## Exercise description:
Transcribe the part of the passage below about the week in US stocks, starting with "The three major" and going on through "since October 2020.".

The three major US equity indices - the Nasdaq Composite, the S&P 500 and the Dow Jones Industrial Average - ended the week up between 1% and 2%, replicating last week’s rebound that came after four straight weeks of selling.
Like the previous week, it was a rollercoaster one for stocks. Trading began on a strong note but turned into horror by Thursday with the dismal quarterly earnings of Facebook’s parent Meta Holdings, which wiped out more than 25% from the company’s stock price and $200 billion from its market value. Facebook’s plunge also handed Nasdaq a 3.7% loss, the index’s worst in a day since October 2020.
Then on Friday, the US government released its estimates - beating non-farm payrolls report for January that cited 467,000 new jobs - well above November’s growth of 199,000 and smashing economists’ expectations for just 125,000 last month. Instead of being assured, investors found the report adding to their anxieties about impending US rate hikes. As a result, the Nasdaq, S&P 500 and Dow all plunged in morning trading before finding their feet later for a positive finish.
As the week closed, the consensus among analysts was that investors were still way off from their comfort zone of months ago where hundreds of billions of dollars of monthly stimulus support by the Federal Reserve and pandemic relief provided by the government repeatedly sent stocks to record highs.

Stored data entries:

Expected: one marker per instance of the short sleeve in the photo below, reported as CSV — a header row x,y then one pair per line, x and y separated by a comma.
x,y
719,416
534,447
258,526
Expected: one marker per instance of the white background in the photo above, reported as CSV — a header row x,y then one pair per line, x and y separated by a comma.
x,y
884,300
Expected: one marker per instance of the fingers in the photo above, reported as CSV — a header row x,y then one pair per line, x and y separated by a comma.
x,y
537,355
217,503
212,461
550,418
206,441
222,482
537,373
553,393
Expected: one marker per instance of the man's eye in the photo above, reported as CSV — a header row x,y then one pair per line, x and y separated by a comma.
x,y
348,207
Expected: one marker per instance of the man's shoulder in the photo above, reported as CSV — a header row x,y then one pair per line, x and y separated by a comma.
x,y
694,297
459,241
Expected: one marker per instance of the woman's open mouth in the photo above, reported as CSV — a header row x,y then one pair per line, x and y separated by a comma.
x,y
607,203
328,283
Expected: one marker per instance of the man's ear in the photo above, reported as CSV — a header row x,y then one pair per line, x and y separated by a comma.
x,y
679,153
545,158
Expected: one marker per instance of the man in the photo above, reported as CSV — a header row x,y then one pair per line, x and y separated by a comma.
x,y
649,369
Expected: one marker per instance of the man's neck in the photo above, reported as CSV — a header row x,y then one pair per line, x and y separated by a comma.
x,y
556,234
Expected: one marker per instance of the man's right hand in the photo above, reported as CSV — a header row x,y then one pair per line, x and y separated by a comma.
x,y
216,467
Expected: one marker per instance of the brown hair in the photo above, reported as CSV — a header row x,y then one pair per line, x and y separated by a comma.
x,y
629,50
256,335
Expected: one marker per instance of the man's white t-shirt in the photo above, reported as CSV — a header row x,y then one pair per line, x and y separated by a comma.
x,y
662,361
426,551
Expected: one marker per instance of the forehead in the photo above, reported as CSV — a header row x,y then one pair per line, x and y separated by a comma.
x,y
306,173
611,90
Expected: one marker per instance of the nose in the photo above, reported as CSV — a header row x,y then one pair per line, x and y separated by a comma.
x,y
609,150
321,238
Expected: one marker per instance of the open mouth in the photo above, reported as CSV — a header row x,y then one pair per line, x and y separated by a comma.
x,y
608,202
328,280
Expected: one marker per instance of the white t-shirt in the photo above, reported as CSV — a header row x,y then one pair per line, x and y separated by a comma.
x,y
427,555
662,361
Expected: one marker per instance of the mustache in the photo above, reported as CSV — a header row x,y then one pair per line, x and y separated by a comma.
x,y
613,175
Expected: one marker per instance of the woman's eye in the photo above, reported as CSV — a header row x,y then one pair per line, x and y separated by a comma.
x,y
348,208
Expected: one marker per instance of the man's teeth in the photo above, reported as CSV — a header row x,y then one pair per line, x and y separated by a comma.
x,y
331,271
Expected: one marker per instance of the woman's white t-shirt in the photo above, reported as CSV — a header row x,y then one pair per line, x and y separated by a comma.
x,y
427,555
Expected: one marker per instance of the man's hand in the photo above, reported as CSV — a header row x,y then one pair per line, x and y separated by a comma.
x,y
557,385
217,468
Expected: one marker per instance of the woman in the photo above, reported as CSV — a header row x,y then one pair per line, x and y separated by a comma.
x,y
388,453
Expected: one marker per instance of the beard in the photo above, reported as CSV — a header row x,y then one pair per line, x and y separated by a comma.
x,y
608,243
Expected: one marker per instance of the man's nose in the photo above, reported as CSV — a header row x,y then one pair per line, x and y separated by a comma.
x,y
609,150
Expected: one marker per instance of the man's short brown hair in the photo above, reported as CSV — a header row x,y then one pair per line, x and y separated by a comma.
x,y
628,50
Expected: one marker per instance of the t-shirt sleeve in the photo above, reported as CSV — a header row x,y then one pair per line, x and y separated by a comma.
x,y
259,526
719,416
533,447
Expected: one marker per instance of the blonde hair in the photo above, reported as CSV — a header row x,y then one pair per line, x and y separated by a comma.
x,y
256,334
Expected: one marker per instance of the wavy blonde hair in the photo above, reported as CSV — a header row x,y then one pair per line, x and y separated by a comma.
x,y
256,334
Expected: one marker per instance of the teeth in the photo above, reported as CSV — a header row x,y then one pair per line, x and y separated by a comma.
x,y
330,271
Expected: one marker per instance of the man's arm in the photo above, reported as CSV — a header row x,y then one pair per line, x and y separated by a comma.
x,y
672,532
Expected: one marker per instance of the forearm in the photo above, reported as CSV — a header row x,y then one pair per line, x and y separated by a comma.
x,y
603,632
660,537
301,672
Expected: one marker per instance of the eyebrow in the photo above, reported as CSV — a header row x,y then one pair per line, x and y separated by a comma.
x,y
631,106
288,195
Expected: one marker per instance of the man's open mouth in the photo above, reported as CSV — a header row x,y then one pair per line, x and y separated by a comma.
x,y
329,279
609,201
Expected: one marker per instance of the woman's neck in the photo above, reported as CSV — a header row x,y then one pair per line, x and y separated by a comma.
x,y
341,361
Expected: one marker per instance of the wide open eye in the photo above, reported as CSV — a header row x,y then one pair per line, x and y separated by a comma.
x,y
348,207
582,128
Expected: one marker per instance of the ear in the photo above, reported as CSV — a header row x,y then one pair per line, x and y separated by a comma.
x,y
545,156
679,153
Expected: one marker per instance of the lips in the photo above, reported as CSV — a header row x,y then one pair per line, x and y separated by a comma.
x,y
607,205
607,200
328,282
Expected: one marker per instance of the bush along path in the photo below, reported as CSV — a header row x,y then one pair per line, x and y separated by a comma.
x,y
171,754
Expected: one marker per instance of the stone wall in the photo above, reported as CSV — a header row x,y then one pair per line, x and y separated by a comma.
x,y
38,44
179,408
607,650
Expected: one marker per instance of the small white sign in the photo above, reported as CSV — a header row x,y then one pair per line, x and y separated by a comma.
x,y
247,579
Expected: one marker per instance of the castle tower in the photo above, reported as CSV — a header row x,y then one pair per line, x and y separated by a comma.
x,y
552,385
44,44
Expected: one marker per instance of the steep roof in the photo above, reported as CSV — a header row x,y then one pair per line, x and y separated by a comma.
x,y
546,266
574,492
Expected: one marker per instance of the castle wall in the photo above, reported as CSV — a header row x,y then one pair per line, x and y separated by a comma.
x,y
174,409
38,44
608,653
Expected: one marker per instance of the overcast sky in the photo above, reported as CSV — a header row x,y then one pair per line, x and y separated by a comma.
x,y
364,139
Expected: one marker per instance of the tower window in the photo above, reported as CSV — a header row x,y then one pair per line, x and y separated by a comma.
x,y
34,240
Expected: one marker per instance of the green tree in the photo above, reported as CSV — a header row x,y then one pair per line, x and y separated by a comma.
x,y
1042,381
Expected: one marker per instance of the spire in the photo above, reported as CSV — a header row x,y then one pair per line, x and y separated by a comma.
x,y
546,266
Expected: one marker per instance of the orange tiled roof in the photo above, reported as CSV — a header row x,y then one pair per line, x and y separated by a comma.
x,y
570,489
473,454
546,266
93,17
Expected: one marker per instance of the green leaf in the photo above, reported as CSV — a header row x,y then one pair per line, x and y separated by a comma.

## Answer to this exercise:
The three major US equity indices - the Nasdaq Composite, the S&P 500 and the Dow Jones Industrial Average - ended the week up between 1% and 2%, replicating last week’s rebound that came after four straight weeks of selling.
Like the previous week, it was a rollercoaster one for stocks. Trading began on a strong note but turned into horror by Thursday with the dismal quarterly earnings of Facebook’s parent Meta Holdings, which wiped out more than 25% from the company’s stock price and $200 billion from its market value. Facebook’s plunge also handed Nasdaq a 3.7% loss, the index’s worst in a day since October 2020.